- _Task description_
Present the lines of the data below as a Markdown table with columns "No." and "Text", running from the line holding "In this exercise you will find the weathered" through the end of the data, inclusive. Skip blank lines and leave out the pictures.

- _Provided data_
'''

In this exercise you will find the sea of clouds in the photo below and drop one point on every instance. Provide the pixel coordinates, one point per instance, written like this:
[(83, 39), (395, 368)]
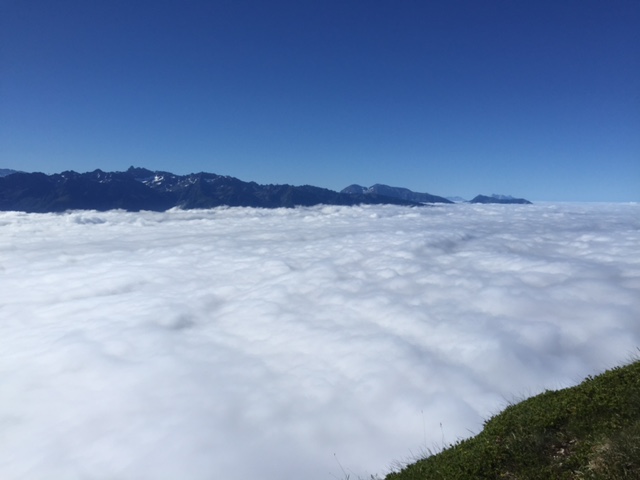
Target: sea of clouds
[(308, 343)]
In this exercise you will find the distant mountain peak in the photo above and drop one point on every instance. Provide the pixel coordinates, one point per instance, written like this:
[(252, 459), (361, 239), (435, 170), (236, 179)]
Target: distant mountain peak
[(142, 189), (504, 199), (400, 193)]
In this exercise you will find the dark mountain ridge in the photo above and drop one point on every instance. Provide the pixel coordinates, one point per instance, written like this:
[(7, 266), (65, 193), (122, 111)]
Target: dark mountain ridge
[(141, 189)]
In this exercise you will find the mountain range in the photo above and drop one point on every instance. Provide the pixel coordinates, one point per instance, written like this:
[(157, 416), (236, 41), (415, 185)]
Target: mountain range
[(141, 189)]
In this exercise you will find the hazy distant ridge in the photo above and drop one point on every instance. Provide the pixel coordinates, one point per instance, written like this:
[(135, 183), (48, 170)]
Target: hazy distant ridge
[(395, 192)]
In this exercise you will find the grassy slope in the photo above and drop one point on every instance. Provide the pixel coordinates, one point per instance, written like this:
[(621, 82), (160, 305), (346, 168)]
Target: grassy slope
[(590, 431)]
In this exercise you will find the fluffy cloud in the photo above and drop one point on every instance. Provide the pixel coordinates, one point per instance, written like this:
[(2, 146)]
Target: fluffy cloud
[(243, 343)]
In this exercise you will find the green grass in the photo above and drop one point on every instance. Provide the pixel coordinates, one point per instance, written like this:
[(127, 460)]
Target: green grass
[(590, 431)]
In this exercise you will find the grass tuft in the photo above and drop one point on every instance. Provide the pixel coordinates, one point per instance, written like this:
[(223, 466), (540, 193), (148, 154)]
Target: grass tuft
[(587, 432)]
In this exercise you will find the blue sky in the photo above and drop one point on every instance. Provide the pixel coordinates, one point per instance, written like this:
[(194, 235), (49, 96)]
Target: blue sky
[(536, 99)]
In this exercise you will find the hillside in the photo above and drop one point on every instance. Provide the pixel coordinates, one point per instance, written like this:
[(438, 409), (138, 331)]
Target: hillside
[(590, 431), (141, 189)]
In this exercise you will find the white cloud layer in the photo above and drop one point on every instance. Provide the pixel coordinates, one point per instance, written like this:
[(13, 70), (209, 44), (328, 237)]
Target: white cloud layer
[(243, 343)]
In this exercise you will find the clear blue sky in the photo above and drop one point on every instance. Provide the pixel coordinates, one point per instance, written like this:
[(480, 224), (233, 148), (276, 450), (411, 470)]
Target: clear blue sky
[(539, 99)]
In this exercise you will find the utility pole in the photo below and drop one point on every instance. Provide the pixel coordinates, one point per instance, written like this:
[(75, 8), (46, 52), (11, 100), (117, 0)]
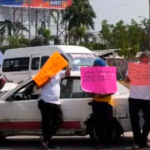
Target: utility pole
[(29, 2), (149, 26), (29, 13)]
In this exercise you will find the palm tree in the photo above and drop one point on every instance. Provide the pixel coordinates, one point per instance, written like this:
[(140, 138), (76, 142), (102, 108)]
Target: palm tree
[(78, 14), (9, 27), (76, 34)]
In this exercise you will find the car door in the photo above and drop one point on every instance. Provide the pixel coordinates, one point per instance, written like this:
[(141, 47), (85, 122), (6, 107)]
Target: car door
[(73, 100), (20, 110)]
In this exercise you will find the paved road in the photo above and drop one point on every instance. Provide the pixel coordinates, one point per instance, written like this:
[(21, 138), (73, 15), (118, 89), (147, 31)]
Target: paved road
[(65, 143)]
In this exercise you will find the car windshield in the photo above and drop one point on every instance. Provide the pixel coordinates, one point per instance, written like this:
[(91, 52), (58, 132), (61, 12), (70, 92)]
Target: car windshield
[(82, 59)]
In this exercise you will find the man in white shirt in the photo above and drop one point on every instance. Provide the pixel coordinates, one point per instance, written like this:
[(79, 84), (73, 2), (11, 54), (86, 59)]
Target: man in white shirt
[(49, 105), (139, 99)]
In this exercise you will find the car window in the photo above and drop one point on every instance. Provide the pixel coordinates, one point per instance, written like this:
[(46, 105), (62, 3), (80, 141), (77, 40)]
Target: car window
[(35, 63), (26, 92), (66, 88), (16, 64)]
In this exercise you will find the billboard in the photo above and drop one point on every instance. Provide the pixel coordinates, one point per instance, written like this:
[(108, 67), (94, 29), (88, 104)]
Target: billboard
[(49, 4)]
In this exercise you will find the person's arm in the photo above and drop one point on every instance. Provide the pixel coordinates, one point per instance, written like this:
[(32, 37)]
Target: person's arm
[(39, 87), (67, 73), (127, 79)]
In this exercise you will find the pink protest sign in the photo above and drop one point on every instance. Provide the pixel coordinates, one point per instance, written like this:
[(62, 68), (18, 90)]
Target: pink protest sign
[(100, 80), (139, 74)]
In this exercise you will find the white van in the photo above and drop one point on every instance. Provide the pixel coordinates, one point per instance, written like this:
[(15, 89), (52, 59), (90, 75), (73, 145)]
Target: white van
[(21, 63)]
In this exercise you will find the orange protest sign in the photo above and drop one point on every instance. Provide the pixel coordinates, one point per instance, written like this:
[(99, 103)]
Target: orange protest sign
[(139, 74), (53, 65)]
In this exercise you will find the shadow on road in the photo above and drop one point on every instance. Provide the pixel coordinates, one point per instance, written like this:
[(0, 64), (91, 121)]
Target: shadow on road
[(65, 143)]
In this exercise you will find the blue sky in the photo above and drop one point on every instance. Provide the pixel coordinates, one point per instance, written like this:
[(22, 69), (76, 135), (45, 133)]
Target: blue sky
[(114, 10)]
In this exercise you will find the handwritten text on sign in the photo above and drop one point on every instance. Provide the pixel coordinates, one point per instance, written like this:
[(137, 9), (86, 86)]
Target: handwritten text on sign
[(53, 65), (139, 74), (100, 80)]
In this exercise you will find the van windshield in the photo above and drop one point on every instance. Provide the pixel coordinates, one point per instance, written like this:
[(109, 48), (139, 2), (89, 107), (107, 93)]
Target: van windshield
[(82, 59)]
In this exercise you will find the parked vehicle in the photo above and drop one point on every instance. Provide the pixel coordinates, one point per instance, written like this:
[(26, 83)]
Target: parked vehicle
[(19, 114), (20, 64)]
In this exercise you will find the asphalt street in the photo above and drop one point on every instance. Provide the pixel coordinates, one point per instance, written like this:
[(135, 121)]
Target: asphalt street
[(65, 143)]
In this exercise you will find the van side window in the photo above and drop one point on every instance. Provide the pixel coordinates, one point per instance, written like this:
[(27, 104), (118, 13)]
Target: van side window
[(35, 63), (43, 60), (16, 64)]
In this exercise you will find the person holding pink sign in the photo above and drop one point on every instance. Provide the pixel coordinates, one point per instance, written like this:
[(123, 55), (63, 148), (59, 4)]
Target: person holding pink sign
[(102, 107), (139, 99)]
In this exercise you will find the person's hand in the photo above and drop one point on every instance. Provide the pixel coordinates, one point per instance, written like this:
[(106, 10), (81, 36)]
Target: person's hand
[(51, 77), (127, 80)]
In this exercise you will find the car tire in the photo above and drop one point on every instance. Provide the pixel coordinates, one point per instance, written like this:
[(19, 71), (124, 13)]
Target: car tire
[(94, 138), (2, 138)]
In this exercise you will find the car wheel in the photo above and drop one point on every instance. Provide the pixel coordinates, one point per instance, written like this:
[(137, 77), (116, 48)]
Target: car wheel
[(2, 138), (95, 138)]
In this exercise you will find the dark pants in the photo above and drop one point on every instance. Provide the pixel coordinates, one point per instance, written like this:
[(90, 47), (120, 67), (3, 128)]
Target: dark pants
[(103, 113), (51, 118), (134, 108)]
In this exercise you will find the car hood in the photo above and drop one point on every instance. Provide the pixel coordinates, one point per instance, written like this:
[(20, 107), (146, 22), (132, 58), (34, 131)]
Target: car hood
[(8, 86)]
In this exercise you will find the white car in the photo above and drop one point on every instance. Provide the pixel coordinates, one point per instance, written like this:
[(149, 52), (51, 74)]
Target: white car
[(19, 113)]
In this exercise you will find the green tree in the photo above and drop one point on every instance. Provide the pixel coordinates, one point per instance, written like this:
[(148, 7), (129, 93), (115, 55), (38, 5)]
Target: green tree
[(127, 38), (80, 13)]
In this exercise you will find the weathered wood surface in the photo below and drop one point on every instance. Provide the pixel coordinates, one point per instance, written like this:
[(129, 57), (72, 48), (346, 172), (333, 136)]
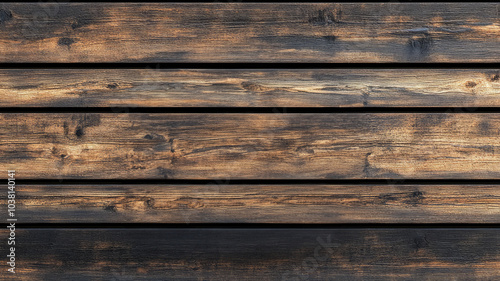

'''

- _The completed task_
| No. | Text |
|---|---|
| 1 | In this exercise you will find the weathered wood surface in the photo below and drop one point on every instance. Provide the pixel coordinates, one point per instance, written like this: |
| 2 | [(129, 57), (72, 48), (346, 172), (333, 136)] |